# Instructions for the task
With both ends included, repeat exactly the lines of the entries below from the one containing "# test: point on every instance of the weathered" down to the one containing "# test: point on every instance of the olive", and no others.

::::::::

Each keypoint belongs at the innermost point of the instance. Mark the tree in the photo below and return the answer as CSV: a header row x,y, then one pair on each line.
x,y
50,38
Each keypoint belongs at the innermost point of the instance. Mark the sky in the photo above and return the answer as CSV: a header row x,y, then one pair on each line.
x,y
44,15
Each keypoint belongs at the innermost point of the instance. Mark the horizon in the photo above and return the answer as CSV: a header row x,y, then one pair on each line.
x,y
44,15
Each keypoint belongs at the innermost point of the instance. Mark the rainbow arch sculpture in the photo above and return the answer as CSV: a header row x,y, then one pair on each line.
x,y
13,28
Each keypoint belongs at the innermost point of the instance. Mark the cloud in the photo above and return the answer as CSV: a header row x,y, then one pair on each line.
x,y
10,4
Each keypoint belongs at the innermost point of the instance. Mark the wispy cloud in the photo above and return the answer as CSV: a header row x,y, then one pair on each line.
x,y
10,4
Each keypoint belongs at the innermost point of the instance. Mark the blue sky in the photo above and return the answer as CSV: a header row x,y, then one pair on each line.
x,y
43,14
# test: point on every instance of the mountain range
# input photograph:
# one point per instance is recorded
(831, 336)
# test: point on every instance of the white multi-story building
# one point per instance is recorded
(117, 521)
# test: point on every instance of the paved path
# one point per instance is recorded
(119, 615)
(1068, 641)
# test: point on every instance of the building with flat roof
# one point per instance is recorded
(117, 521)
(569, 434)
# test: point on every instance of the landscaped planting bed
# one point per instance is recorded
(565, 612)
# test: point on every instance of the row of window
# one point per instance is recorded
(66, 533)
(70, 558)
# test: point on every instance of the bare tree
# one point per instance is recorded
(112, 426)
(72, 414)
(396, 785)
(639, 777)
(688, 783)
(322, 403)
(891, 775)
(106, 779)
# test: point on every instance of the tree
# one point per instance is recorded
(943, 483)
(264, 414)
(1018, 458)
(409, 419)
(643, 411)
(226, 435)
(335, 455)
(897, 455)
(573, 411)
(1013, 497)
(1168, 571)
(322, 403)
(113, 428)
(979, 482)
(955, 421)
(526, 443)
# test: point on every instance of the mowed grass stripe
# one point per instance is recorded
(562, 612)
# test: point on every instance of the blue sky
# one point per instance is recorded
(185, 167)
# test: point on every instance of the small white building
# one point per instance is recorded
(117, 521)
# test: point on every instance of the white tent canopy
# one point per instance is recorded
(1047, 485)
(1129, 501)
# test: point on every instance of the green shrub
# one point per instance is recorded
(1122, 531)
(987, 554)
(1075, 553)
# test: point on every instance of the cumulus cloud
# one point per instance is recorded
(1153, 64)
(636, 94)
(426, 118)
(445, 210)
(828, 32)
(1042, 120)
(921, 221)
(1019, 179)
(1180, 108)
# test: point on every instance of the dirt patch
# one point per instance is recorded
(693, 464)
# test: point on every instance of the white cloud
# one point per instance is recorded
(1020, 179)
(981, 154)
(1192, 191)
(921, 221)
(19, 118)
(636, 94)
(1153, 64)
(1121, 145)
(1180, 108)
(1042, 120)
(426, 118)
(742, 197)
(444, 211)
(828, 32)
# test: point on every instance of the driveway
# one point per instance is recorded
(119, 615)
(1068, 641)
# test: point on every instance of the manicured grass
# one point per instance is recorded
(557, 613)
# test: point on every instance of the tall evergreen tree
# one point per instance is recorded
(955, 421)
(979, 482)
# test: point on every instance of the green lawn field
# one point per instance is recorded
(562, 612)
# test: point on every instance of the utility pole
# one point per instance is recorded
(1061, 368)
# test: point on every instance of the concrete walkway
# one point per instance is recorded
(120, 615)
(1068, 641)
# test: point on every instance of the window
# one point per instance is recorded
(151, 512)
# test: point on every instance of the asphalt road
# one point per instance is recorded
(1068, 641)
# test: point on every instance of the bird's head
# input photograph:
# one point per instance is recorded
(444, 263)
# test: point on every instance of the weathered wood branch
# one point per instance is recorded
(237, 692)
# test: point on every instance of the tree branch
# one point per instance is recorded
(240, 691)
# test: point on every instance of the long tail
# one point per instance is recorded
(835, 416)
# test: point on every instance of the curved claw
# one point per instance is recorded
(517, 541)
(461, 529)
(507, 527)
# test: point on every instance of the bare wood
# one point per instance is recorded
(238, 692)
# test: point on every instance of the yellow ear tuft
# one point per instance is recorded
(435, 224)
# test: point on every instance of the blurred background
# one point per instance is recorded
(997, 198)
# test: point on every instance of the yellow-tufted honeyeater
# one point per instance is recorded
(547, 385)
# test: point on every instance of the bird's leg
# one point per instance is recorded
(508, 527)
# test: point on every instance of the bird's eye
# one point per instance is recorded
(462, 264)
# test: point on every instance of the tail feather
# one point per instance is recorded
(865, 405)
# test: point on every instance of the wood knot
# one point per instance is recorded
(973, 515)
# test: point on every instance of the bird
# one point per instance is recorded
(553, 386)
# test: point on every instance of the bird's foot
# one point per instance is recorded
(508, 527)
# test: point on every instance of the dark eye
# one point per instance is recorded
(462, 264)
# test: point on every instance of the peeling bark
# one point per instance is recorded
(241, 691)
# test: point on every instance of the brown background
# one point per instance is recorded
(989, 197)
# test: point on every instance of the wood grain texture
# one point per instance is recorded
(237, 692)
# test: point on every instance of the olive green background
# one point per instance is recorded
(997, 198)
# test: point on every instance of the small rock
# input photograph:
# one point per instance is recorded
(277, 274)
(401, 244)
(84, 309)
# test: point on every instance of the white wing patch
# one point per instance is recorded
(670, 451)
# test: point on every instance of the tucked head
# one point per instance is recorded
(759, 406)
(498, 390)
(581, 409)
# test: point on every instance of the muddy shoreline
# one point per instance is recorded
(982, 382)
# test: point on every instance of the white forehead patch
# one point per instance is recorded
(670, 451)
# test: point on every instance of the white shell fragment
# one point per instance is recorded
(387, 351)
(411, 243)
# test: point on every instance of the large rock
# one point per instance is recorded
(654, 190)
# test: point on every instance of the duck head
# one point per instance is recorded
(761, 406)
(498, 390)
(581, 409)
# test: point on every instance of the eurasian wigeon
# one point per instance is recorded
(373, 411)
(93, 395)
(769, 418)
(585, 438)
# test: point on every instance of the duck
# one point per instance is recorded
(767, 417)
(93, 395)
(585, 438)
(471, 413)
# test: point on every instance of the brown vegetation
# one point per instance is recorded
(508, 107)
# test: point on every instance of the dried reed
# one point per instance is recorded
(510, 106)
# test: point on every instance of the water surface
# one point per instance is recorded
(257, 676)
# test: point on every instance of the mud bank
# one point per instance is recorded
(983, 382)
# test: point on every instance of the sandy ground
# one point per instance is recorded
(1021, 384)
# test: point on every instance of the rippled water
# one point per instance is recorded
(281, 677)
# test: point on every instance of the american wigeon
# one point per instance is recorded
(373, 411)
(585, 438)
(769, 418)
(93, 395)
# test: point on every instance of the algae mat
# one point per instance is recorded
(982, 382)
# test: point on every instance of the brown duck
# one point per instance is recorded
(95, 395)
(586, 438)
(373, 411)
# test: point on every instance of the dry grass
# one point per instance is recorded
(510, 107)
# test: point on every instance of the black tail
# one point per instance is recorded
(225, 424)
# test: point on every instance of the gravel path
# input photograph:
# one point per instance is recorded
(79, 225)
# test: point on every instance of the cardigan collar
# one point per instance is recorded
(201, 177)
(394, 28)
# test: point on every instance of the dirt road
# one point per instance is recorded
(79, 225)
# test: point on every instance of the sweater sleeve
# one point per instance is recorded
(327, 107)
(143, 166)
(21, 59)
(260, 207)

::::::::

# The answer
# test: point on every instance of the weathered wood branch
# one point per instance is recorded
(237, 692)
# test: point on every instance of the tree branch
# one point per instance is recorded
(240, 691)
# test: point on every instance of the long tail
# one point per instance is recorded
(835, 416)
# test: point on every instance of the curved claw
# one point per instance is recorded
(517, 541)
(461, 529)
(507, 527)
# test: point on every instance of the bare wood
# one point per instance is recorded
(238, 692)
# test: point on every instance of the yellow ear tuft
# one point per instance is recorded
(435, 224)
# test: point on every instance of the blurred background
# one point per instance is recorded
(997, 198)
# test: point on every instance of the yellow-tufted honeyeater
# one point per instance is recorded
(547, 385)
# test: point on every instance of the bird's leg
# one point per instance is recorded
(508, 527)
# test: point on every instance of the bird's eye
# one point per instance is recorded
(462, 264)
# test: point on every instance of the tail feather
# one point per instance is recorded
(865, 405)
# test: point on every instance of the wood knot
# one point per instance is recorded
(973, 515)
# test: point on every instance of the bird
# one point per instance is recorded
(553, 386)
# test: point on every instance of the bird's foot
# one point per instance is recorded
(508, 527)
# test: point on every instance of the dark eye
# one point per instance is recorded
(462, 264)
# test: point on every instance of the peeling bark
# one point per instance is recorded
(241, 691)
# test: point on every instance of the brown background
# one point per instance is recorded
(989, 197)
# test: point on every instance of the wood grain texture
# one point per instance is recorded
(237, 692)
# test: point on every instance of the olive green background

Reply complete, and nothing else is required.